Source excerpt:
* * * * * * * * *

From cf333b0b0c318569a1704ca71121c37dcd12bd3d Mon Sep 17 00:00:00 2001 From: kl0u Date: Wed, 29 Mar 2017 18:21:02 +0200 Subject: [PATCH] [FLINK-6215] Make the StatefulSequenceSource scalable. So far this source was computing all the elements to be emitted and stored them in memory. This could lead to out-of-memory problems for large deployments. Now we do split the range of elements into partitions that can be re-shuffled upon rescaling and we just store the next offset and the end of each one of them upon checkpointing. --- .../api/checkpoint/ListCheckpointed.java | 2 +- .../source/StatefulSequenceSource.java | 116 +++++++++++------- .../functions/StatefulSequenceSourceTest.java | 9 +- 3 files changed, 81 insertions(+), 46 deletions(-) diff --git a/flink-streaming-java/src/main/java/org/apache/flink/streaming/api/checkpoint/ListCheckpointed.java b/flink-streaming-java/src/main/java/org/apache/flink/streaming/api/checkpoint/ListCheckpointed.java index 84a9700cf8f3e..e3dfd6b94090a 100644 --- a/flink-streaming-java/src/main/java/org/apache/flink/streaming/api/checkpoint/ListCheckpointed.java +++ b/flink-streaming-java/src/main/java/org/apache/flink/streaming/api/checkpoint/ListCheckpointed.java @@ -67,7 +67,7 @@ * +----+ +----+ +----+ +----+ +----+ * - * Recovering the checkpoint with parallelism = 5 yields the following state assignment: + * Recovering the checkpoint with parallelism = 2 yields the following state assignment: *
  *      func_1          func_2
  * +----+----+----+   +----+----+
diff --git a/flink-streaming-java/src/main/java/org/apache/flink/streaming/api/functions/source/StatefulSequenceSource.java b/flink-streaming-java/src/main/java/org/apache/flink/streaming/api/functions/source/StatefulSequenceSource.java
index bdb12f39c3dcd..d9784e4001f7c 100644
--- a/flink-streaming-java/src/main/java/org/apache/flink/streaming/api/functions/source/StatefulSequenceSource.java
+++ b/flink-streaming-java/src/main/java/org/apache/flink/streaming/api/functions/source/StatefulSequenceSource.java
@@ -20,25 +20,30 @@
 import org.apache.flink.annotation.PublicEvolving;
 import org.apache.flink.api.common.state.ListState;
 import org.apache.flink.api.common.state.ListStateDescriptor;
+import org.apache.flink.api.common.typeutils.TypeSerializer;
 import org.apache.flink.api.common.typeutils.base.LongSerializer;
+import org.apache.flink.api.java.tuple.Tuple2;
+import org.apache.flink.api.java.typeutils.runtime.TupleSerializer;
 import org.apache.flink.runtime.state.FunctionInitializationContext;
 import org.apache.flink.runtime.state.FunctionSnapshotContext;
 import org.apache.flink.streaming.api.checkpoint.CheckpointedFunction;
 import org.apache.flink.util.Preconditions;
 
-import java.util.ArrayDeque;
-import java.util.Deque;
+import java.util.HashMap;
+import java.util.Map;
 
 /**
  * A stateful streaming source that emits each number from a given interval exactly once,
  * possibly in parallel.

* * * * * * * * *

Material provided:

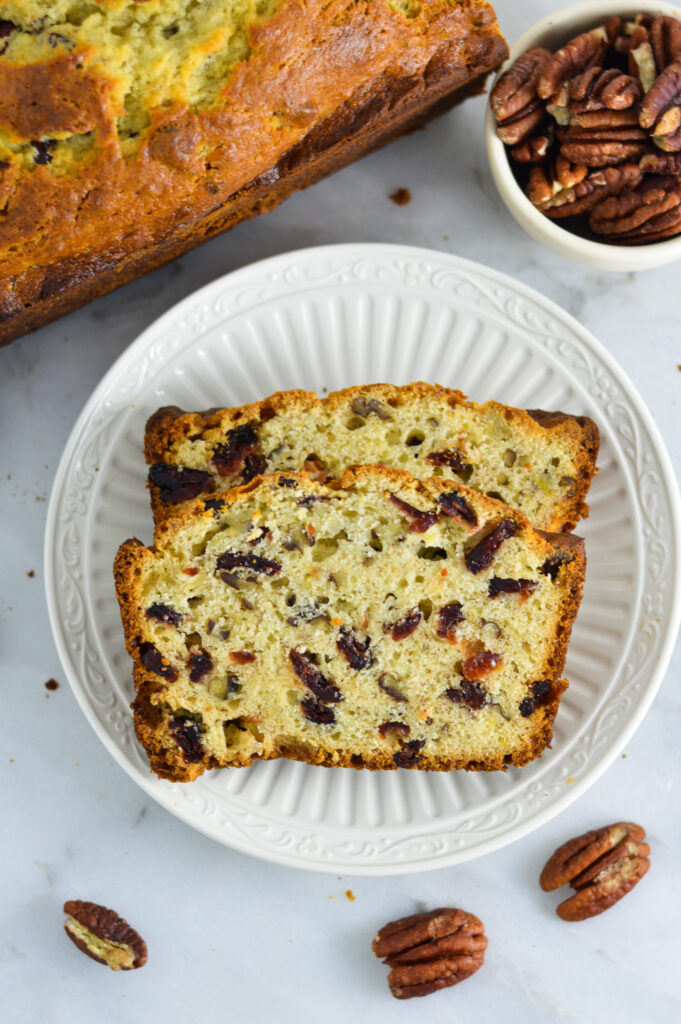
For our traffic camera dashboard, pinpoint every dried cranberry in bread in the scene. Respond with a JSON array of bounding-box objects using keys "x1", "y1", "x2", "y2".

* * * * * * * * *

Given exercise:
Answer these questions from the Flink patch:
1. According to the commit message, what problem could the old approach of storing all elements in memory cause?
2. In the comment in ListCheckpointed.java, what parallelism value replaces 5 for recovering the checkpoint?
3. Which two java.util imports are added to StatefulSequenceSource.java?

Response to this exercise:
1. Out-of-memory problems for large deployments.
2. 2.
3. java.util.HashMap and java.util.Map.